--- begin ---

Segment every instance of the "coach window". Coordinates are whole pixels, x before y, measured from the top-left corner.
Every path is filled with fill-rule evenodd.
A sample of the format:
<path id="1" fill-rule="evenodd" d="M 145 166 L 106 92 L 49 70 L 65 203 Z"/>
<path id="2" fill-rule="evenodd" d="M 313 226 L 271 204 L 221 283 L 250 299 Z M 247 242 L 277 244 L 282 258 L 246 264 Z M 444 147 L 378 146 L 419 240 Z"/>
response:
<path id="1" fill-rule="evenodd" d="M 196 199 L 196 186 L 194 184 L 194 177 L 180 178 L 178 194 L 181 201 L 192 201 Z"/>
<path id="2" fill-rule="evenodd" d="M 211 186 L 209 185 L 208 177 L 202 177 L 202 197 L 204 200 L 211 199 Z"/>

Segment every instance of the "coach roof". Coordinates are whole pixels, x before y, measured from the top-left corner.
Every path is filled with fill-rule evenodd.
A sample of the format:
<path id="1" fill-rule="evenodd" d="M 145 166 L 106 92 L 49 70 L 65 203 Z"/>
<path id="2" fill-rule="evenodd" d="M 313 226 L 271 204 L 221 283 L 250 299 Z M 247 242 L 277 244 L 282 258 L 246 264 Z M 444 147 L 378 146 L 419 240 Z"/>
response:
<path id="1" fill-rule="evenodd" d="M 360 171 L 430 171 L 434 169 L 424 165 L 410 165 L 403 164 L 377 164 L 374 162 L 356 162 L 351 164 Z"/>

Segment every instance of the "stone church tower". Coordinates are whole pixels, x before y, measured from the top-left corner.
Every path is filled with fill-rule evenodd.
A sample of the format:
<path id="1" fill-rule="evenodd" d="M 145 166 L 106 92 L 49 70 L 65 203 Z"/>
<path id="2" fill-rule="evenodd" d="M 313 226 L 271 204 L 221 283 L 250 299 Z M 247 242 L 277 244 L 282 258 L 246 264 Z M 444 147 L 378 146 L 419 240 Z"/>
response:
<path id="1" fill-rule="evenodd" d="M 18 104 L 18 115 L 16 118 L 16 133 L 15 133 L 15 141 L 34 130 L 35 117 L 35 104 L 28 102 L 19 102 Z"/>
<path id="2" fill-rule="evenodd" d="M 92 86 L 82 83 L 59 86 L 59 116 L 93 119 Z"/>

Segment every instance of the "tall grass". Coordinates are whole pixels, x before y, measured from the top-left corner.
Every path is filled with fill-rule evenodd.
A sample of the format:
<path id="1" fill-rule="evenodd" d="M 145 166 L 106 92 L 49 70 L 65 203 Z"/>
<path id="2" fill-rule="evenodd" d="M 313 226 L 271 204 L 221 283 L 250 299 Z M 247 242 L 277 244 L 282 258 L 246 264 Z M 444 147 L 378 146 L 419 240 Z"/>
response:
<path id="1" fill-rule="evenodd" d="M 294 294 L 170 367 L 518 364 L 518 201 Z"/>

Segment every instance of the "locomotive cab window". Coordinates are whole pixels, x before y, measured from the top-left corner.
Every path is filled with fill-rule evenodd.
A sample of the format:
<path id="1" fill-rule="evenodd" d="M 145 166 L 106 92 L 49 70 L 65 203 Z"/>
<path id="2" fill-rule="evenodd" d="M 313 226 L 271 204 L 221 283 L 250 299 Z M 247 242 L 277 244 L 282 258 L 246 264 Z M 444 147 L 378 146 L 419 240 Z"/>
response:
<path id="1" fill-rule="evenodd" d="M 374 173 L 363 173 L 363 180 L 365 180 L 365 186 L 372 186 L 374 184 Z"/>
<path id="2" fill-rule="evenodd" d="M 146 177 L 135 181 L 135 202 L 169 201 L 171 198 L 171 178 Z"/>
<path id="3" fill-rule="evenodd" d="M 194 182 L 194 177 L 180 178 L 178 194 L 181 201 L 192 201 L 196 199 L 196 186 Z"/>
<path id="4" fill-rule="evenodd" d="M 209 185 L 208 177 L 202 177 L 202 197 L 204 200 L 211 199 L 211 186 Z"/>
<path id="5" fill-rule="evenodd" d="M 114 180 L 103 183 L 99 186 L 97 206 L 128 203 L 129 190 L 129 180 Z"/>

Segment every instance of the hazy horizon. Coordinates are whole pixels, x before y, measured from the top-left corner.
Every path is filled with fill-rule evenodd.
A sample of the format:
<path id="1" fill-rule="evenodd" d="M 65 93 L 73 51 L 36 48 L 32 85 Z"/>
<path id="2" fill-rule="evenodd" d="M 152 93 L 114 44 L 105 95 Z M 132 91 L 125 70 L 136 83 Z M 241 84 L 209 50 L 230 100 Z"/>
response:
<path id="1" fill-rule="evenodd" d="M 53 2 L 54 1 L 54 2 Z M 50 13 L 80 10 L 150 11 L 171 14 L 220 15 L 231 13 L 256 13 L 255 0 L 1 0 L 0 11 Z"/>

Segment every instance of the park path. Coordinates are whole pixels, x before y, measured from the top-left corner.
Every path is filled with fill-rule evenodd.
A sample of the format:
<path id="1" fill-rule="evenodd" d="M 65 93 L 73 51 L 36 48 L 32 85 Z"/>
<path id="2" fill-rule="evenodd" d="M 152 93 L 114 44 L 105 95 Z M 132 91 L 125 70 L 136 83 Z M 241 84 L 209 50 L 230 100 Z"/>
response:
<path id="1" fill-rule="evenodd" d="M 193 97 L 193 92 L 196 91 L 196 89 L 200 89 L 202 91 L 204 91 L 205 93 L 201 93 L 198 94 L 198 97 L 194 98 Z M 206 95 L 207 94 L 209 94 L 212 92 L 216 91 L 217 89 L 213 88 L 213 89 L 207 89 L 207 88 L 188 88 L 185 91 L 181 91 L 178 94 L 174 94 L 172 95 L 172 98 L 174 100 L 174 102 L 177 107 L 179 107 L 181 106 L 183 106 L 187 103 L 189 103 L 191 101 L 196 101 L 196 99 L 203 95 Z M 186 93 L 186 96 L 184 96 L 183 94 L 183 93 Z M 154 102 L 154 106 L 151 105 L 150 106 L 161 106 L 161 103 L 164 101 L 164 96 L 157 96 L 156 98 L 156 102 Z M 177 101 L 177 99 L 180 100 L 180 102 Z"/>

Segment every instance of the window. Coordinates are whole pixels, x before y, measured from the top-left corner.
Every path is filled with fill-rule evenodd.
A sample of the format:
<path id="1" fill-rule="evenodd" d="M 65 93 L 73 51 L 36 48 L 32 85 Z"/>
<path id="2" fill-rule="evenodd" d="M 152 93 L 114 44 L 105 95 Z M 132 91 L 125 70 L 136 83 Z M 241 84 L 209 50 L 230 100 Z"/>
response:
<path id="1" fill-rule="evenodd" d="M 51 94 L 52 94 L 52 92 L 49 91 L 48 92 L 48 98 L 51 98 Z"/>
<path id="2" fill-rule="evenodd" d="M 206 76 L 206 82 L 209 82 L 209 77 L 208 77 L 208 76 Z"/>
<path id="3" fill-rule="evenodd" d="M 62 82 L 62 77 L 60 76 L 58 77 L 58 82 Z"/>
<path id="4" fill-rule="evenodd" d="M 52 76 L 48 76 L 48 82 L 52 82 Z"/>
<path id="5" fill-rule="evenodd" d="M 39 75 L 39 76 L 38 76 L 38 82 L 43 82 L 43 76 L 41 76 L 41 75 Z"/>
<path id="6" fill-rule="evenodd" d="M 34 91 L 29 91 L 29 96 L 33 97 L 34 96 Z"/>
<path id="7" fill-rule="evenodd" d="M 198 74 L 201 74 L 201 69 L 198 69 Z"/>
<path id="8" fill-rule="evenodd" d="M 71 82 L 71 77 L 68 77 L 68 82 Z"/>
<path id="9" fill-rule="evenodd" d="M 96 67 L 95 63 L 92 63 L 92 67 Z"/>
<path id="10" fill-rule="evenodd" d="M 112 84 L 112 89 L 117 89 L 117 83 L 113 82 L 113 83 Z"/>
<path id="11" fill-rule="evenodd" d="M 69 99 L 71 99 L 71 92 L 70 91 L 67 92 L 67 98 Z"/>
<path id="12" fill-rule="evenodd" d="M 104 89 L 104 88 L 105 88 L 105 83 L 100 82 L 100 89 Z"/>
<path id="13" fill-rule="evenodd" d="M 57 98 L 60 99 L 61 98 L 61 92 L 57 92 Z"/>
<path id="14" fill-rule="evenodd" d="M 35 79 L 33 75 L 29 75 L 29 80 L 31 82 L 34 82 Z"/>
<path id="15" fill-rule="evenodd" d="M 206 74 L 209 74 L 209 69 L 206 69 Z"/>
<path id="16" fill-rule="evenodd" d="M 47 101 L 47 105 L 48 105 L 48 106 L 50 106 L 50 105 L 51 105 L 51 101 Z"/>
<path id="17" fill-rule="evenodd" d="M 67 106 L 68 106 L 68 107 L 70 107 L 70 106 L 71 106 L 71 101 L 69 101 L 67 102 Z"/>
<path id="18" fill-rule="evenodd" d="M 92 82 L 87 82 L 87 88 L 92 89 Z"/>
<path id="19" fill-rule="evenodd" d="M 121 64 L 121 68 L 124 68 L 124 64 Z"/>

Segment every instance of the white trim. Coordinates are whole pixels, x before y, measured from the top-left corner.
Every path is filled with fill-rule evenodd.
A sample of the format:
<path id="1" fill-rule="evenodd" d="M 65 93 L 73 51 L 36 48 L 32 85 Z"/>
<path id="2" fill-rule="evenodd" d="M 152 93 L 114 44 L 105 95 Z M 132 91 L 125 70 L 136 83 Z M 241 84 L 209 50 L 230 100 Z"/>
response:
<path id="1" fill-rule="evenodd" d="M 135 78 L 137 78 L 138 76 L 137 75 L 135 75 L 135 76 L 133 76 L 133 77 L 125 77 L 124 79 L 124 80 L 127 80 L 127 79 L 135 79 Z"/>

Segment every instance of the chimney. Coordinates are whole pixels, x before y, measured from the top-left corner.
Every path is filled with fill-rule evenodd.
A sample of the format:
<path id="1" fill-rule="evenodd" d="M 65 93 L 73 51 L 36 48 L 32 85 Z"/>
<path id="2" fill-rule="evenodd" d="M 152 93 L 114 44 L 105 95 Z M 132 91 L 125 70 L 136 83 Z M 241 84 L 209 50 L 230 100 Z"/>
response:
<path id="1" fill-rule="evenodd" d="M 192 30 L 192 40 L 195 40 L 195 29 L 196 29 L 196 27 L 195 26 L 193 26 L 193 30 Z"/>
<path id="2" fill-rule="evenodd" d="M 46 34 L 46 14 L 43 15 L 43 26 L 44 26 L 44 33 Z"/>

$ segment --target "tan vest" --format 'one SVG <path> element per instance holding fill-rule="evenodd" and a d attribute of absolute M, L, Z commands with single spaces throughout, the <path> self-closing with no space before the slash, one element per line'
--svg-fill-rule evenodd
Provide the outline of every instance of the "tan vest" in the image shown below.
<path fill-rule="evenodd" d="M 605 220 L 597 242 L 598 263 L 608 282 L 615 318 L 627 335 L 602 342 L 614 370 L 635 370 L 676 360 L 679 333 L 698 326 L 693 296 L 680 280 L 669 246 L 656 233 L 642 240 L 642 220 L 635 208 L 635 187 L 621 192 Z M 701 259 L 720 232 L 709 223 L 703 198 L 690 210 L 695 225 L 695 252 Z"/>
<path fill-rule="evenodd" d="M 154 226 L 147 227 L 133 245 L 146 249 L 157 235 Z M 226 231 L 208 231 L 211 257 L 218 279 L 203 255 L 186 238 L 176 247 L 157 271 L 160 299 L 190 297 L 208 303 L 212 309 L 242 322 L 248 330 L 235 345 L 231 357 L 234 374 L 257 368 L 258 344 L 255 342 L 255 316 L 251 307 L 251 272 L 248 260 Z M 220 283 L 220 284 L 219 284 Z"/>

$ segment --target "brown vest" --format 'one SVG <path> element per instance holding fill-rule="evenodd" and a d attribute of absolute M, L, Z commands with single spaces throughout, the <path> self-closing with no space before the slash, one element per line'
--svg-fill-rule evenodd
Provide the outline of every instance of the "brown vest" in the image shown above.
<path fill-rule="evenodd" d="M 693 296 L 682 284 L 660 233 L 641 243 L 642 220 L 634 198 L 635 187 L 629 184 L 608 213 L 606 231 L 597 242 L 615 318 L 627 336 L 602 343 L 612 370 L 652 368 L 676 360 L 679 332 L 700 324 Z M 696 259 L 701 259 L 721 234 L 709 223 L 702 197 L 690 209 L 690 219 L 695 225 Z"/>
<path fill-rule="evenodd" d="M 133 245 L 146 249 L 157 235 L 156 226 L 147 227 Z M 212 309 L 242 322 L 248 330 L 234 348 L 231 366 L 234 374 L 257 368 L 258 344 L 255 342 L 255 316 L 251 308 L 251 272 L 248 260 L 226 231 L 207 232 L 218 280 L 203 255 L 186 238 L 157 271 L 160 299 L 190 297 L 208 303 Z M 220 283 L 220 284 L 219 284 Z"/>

--- end ---

- **TASK REQUIREMENTS**
List every line of the listing above that contains the word "Provide". Case counts.

- **REPLY**
Provide the outline of every instance of the "tan vest" in the image shown below.
Provide the outline of every instance of the "brown vest" in the image shown above.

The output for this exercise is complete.